■ **Work instructions**:
Copy out the whole news piece about the search warrant bill, word for word.

■ **Extract**:
* * * * * * *

From left: Bernice Espinosa-Torres, Committee Clerk, House Committee on Energy Resources, and Rep. Terry Canales, D-Edinburg.
Photograph By MARK MONTEMAYOR
Forged search warrants, which were used by the now-disgraced and defunct Panama Unit anti-narcotics law enforcement task force to threaten the innocent in Hidalgo County, would be more difficult to counterfeit under legislation pre-filed on Friday, January 9, by Rep. Terry Canales, D-Edinburg. The Panama Unit – created in 2010 and disbanded in January 2013 – was made up of a small group of area law enforcement officers who wound up breaking the law themselves by stealing from, or working with, drug dealers. Canales’ House Bill 644 seeks to close what he contends is a potential legal weakness in the search warrant process, which was prompted by the infamous Panama Unit law enforcement scandal. The House District 40 lawmaker’s HB 644 requires that the name of the judge or magistrate, who are authorized to issue search warrants, must be typewritten on that powerful legal document. “Currently, a search warrant requires a judge or magistrate to sign their name on it, but many people have signatures which are too difficult to make out,” explained Canales, who is a lawyer. The Panama Unit would just scribble names on search warrants, making it difficult to verify because no one could read the judge’s supposed signature. “If our bill would have been a law already, we might have caught the Panama Unit much sooner,” Canales said. The second-term lawmaker added: “The actions of the Panama Unit, whose members have been convicted of their crimes, painted a very unfair and negative image of our law enforcement professionals in Hidalgo County. But this tragic episode shed light on a weakness in the search warrant process, and by passing this measure, a very important improvement can be made in the name of justice and civil liberties.” The plan is being supported by the Texas Municipal Police Association, the largest law enforcement association in Texas, which represents more than 21,000 local, county and state law enforcement officers.

* * * * * * *

■ **Information supplied**:
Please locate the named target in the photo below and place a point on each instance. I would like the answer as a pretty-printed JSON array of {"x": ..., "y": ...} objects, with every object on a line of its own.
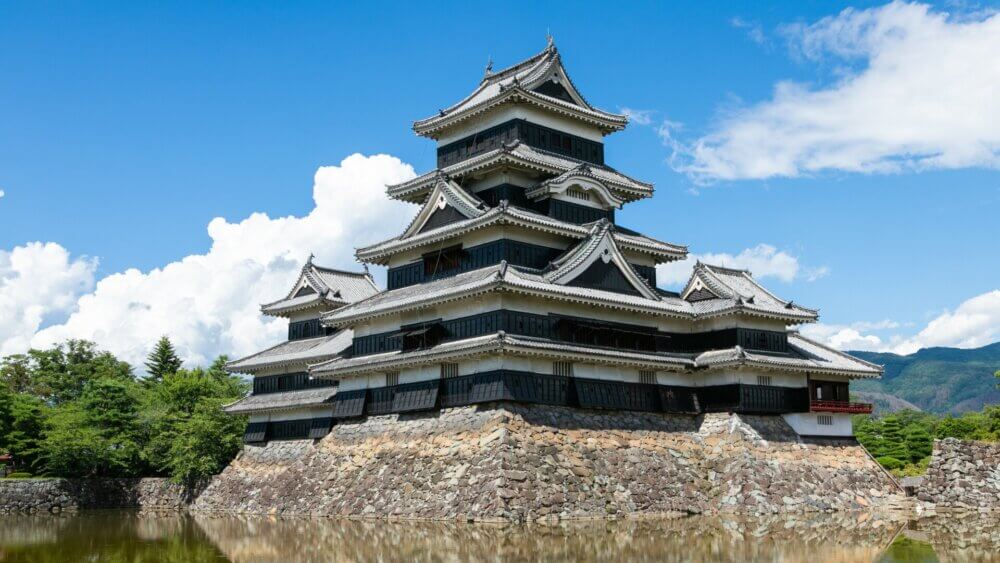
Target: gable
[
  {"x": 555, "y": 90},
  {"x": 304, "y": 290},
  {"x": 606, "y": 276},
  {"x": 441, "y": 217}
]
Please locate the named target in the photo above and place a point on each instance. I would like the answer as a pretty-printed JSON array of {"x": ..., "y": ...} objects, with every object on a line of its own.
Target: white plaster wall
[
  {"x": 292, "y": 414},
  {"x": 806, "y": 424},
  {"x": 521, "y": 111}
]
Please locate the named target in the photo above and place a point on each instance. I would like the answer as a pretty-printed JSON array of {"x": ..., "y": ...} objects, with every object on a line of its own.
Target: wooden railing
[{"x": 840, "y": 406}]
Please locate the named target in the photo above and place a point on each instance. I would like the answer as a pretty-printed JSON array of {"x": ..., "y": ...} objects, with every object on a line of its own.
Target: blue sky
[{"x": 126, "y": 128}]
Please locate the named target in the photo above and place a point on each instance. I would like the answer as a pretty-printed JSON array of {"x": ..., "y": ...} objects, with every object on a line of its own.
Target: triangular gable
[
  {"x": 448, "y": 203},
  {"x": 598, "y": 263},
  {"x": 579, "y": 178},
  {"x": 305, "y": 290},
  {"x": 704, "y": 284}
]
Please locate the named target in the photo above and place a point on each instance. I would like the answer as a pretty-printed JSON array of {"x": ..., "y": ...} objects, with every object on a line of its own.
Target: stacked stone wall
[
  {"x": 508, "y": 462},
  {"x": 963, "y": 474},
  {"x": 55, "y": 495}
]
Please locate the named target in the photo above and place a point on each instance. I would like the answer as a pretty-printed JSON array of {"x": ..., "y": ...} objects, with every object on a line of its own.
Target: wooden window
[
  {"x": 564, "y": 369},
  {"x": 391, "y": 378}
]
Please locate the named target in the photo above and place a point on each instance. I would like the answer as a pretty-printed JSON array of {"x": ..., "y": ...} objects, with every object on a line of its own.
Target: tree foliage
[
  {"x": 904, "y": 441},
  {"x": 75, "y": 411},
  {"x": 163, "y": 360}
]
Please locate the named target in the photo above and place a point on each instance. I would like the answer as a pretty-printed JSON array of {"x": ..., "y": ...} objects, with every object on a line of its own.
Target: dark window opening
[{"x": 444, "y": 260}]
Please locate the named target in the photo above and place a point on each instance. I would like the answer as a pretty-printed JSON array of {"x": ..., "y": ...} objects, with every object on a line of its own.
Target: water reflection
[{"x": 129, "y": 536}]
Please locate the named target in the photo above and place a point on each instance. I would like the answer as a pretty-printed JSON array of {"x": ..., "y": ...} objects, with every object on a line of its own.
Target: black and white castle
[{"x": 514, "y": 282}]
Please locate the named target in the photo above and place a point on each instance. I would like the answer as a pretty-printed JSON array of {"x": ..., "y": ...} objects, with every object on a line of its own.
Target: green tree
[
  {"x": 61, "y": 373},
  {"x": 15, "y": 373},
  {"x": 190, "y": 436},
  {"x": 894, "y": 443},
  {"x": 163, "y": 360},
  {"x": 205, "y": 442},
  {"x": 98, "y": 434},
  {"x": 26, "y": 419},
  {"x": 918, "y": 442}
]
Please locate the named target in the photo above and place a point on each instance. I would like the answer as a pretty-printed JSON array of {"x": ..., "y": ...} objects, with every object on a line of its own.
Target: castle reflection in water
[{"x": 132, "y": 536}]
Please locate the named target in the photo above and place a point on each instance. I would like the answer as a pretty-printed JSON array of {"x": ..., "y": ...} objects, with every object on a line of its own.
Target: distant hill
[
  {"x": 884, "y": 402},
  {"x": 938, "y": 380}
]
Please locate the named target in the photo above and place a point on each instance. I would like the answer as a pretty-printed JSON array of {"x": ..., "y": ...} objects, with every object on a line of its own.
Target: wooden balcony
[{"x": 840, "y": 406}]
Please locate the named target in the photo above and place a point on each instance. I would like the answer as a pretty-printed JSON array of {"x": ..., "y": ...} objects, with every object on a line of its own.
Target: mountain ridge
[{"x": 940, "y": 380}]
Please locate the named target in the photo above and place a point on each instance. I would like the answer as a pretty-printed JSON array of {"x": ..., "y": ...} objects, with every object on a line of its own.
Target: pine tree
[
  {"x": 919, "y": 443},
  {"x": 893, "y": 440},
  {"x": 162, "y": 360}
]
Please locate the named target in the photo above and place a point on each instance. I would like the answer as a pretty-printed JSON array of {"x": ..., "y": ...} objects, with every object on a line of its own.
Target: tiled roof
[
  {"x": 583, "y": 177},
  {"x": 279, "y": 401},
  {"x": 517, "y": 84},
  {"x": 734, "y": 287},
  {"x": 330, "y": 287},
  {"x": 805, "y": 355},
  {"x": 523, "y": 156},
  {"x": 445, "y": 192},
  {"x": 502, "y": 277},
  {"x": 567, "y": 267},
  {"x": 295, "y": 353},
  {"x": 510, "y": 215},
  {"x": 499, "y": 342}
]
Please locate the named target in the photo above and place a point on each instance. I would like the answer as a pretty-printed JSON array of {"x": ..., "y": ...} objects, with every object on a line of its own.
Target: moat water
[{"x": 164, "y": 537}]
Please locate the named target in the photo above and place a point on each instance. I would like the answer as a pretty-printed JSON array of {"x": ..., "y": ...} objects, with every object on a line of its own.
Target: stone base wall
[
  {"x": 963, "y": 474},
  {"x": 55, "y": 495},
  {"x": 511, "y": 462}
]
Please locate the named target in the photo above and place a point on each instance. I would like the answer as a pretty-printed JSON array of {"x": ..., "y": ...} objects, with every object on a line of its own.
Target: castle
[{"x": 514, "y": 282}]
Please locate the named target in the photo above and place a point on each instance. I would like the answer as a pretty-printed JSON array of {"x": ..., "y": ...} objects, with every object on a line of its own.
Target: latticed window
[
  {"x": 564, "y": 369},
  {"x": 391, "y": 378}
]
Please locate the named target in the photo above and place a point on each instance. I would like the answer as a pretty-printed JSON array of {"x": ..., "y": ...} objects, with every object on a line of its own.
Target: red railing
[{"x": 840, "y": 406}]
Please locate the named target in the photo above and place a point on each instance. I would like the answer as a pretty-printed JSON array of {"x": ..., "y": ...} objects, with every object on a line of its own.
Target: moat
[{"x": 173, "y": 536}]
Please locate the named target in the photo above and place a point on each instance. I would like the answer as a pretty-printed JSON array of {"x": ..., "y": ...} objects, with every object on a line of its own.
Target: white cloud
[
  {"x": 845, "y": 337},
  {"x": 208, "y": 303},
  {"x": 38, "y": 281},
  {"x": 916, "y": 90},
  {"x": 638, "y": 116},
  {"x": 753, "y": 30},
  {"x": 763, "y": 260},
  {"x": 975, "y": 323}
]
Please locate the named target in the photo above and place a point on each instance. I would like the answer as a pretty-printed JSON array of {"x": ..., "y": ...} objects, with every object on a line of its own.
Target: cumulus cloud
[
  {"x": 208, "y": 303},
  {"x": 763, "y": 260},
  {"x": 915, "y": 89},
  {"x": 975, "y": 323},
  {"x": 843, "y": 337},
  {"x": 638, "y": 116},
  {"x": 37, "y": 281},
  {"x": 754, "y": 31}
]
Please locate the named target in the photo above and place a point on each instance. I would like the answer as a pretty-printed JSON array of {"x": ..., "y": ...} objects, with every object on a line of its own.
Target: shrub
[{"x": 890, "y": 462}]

* * * * * * *

■ **Expected answer**:
From left: Bernice Espinosa-Torres, Committee Clerk, House Committee on Energy Resources, and Rep. Terry Canales, D-Edinburg.
Photograph By MARK MONTEMAYOR
Forged search warrants, which were used by the now-disgraced and defunct Panama Unit anti-narcotics law enforcement task force to threaten the innocent in Hidalgo County, would be more difficult to counterfeit under legislation pre-filed on Friday, January 9, by Rep. Terry Canales, D-Edinburg. The Panama Unit – created in 2010 and disbanded in January 2013 – was made up of a small group of area law enforcement officers who wound up breaking the law themselves by stealing from, or working with, drug dealers. Canales’ House Bill 644 seeks to close what he contends is a potential legal weakness in the search warrant process, which was prompted by the infamous Panama Unit law enforcement scandal. The House District 40 lawmaker’s HB 644 requires that the name of the judge or magistrate, who are authorized to issue search warrants, must be typewritten on that powerful legal document. “Currently, a search warrant requires a judge or magistrate to sign their name on it, but many people have signatures which are too difficult to make out,” explained Canales, who is a lawyer. The Panama Unit would just scribble names on search warrants, making it difficult to verify because no one could read the judge’s supposed signature. “If our bill would have been a law already, we might have caught the Panama Unit much sooner,” Canales said. The second-term lawmaker added: “The actions of the Panama Unit, whose members have been convicted of their crimes, painted a very unfair and negative image of our law enforcement professionals in Hidalgo County. But this tragic episode shed light on a weakness in the search warrant process, and by passing this measure, a very important improvement can be made in the name of justice and civil liberties.” The plan is being supported by the Texas Municipal Police Association, the largest law enforcement association in Texas, which represents more than 21,000 local, county and state law enforcement officers.